Dataset items

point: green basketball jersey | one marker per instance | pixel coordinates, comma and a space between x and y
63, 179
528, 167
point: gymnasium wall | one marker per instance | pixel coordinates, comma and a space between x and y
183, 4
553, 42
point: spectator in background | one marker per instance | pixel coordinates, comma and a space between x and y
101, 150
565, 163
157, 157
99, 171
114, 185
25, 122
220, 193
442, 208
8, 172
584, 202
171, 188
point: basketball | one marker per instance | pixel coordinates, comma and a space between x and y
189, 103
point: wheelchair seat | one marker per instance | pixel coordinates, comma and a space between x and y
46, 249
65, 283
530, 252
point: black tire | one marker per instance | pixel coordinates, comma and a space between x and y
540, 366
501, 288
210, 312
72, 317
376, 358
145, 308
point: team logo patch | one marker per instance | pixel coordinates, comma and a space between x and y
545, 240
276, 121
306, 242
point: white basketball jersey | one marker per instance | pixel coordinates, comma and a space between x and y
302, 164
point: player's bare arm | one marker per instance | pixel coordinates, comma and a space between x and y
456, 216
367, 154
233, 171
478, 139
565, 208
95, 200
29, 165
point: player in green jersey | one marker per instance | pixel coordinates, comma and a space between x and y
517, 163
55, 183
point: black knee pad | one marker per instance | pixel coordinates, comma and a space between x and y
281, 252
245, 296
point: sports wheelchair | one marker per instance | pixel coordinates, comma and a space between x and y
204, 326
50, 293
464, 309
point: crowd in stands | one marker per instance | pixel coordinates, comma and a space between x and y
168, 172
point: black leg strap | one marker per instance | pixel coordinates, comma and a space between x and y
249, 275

» **What you are asked to do**: Can you convert the stretch from the line containing "point: crowd in" through the end of the data into a JSON list of strings, with one string per line and blank lines left out?

» **The reply**:
[
  "point: crowd in stands | one marker per instance | pixel coordinates, comma and a space between x and y",
  "168, 172",
  "point: black leg strap | one marker per instance | pixel coordinates, comma and a space between x and y",
  "249, 275"
]